───── PROVIDED MATERIAL

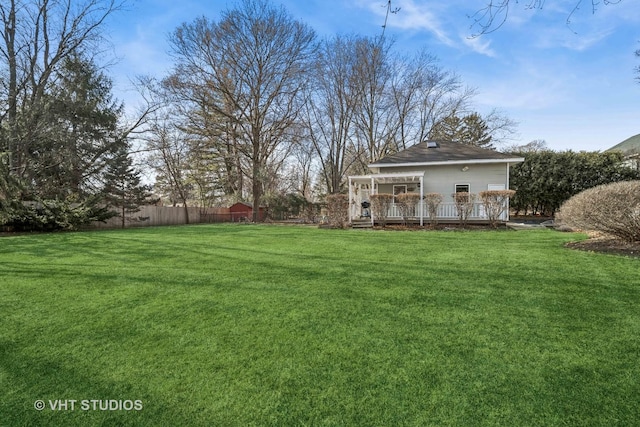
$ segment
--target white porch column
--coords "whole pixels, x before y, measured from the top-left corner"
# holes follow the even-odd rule
[[[509,190],[509,168],[510,168],[510,164],[507,163],[507,186],[505,188],[505,190]],[[502,220],[503,221],[509,221],[509,209],[511,209],[510,206],[510,200],[509,198],[507,198],[507,207],[504,209],[504,213],[502,214]]]
[[[375,178],[371,176],[371,187],[369,188],[369,203],[371,203],[371,196],[376,194],[375,181]],[[371,209],[371,204],[369,204],[369,216],[371,217],[371,226],[373,227],[375,225],[375,218],[373,218],[373,209]]]
[[[353,211],[353,207],[351,206],[351,201],[353,200],[353,190],[351,188],[351,177],[349,177],[349,222],[351,222],[352,215],[351,215],[351,211]]]
[[[420,227],[424,225],[424,175],[420,176]]]

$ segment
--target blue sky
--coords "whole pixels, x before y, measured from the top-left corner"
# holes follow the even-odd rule
[[[605,150],[640,133],[640,4],[598,6],[591,0],[546,0],[542,10],[512,1],[497,31],[473,38],[469,15],[487,0],[393,0],[386,35],[407,53],[426,48],[440,65],[475,87],[476,110],[498,109],[519,123],[513,143],[536,139],[555,150]],[[600,0],[602,3],[602,0]],[[386,0],[273,0],[320,37],[375,36]],[[218,20],[233,0],[133,0],[108,28],[119,61],[111,68],[115,94],[133,108],[129,79],[162,77],[171,67],[168,35],[205,15]],[[571,25],[567,18],[571,16]]]

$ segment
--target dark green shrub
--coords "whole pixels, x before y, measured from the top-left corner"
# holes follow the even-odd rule
[[[76,230],[116,215],[94,200],[0,201],[0,225],[13,231]]]
[[[514,153],[525,158],[510,168],[509,187],[516,212],[554,215],[572,196],[597,185],[640,179],[619,152],[539,151]]]

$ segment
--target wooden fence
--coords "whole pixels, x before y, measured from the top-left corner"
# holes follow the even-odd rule
[[[138,212],[125,216],[125,227],[230,222],[232,220],[229,208],[185,209],[171,206],[142,206]],[[122,228],[122,217],[111,218],[106,223],[94,222],[90,228]]]

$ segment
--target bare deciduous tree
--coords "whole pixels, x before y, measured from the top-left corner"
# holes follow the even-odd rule
[[[518,123],[497,109],[491,110],[488,114],[482,116],[487,124],[487,133],[491,135],[491,142],[498,146],[512,141],[516,135]]]
[[[360,98],[356,73],[355,37],[324,41],[313,63],[314,84],[309,87],[304,122],[321,165],[327,193],[342,190],[354,157],[354,115]]]
[[[357,81],[360,84],[355,124],[362,169],[384,157],[396,141],[397,109],[391,96],[393,63],[391,43],[385,38],[360,39],[356,46]]]
[[[203,101],[225,119],[219,125],[234,126],[246,141],[237,149],[249,162],[255,220],[268,166],[299,119],[314,41],[309,27],[265,0],[244,0],[218,23],[184,24],[170,40],[176,86],[211,94]]]
[[[426,51],[394,55],[380,38],[338,36],[323,44],[307,96],[307,126],[328,193],[347,171],[424,140],[434,123],[466,107],[473,91]]]
[[[28,178],[30,155],[47,125],[44,97],[56,71],[71,55],[99,52],[100,29],[121,4],[115,0],[0,3],[0,151],[7,170]],[[4,67],[3,67],[4,68]]]
[[[157,183],[164,187],[160,190],[164,190],[174,204],[182,203],[188,224],[192,194],[187,180],[190,145],[186,135],[166,116],[159,117],[150,123],[146,143],[148,163],[158,175]]]
[[[464,88],[460,78],[443,70],[435,56],[421,50],[412,58],[395,58],[391,95],[397,117],[393,146],[403,150],[427,138],[431,128],[464,109],[474,91]]]
[[[571,24],[571,18],[580,9],[584,3],[588,3],[591,6],[591,12],[595,13],[600,5],[610,5],[620,3],[621,0],[576,0],[574,7],[567,16],[567,25]],[[481,34],[488,34],[496,31],[507,21],[509,17],[509,8],[513,3],[518,3],[517,0],[488,0],[486,5],[474,13],[471,18],[473,24],[471,28],[477,28],[476,36]],[[524,2],[526,9],[542,9],[545,5],[545,0],[529,0]]]
[[[285,173],[287,190],[302,196],[305,200],[313,200],[313,184],[315,174],[316,150],[313,144],[301,139],[293,146]]]
[[[540,151],[546,151],[547,141],[544,139],[534,139],[526,144],[512,144],[503,148],[505,153],[538,153]]]
[[[174,120],[194,140],[192,155],[200,161],[199,152],[216,171],[216,181],[225,198],[243,200],[245,177],[249,175],[250,167],[240,149],[247,142],[241,138],[238,122],[229,119],[229,115],[233,115],[231,104],[220,100],[220,94],[203,84],[199,75],[174,73],[160,85],[151,82],[151,86],[165,105],[171,105]],[[227,109],[228,114],[220,114],[212,105]]]

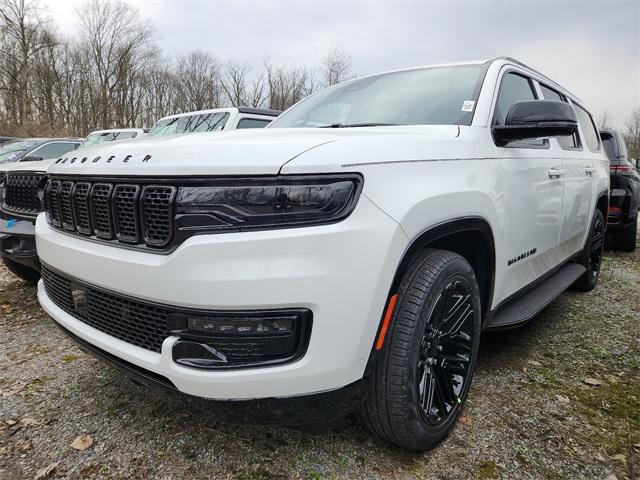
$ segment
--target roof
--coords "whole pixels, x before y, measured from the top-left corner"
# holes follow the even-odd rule
[[[207,110],[196,110],[194,112],[184,112],[184,113],[176,113],[175,115],[167,115],[166,117],[162,117],[158,120],[166,120],[167,118],[179,118],[179,117],[188,117],[191,115],[202,115],[205,113],[247,113],[251,115],[265,115],[269,117],[277,117],[282,112],[279,110],[270,110],[268,108],[253,108],[253,107],[224,107],[224,108],[210,108]]]
[[[282,113],[282,110],[271,110],[270,108],[238,107],[238,112],[249,113],[252,115],[268,115],[270,117],[277,117]]]
[[[89,135],[94,133],[115,133],[115,132],[143,132],[143,128],[107,128],[105,130],[94,130]]]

──────────

_REQUIRED ACTION:_ Look over the listing and say how many lines hold the string "target". Nothing but the number is needed.

_EXERCISE RESULT:_ 6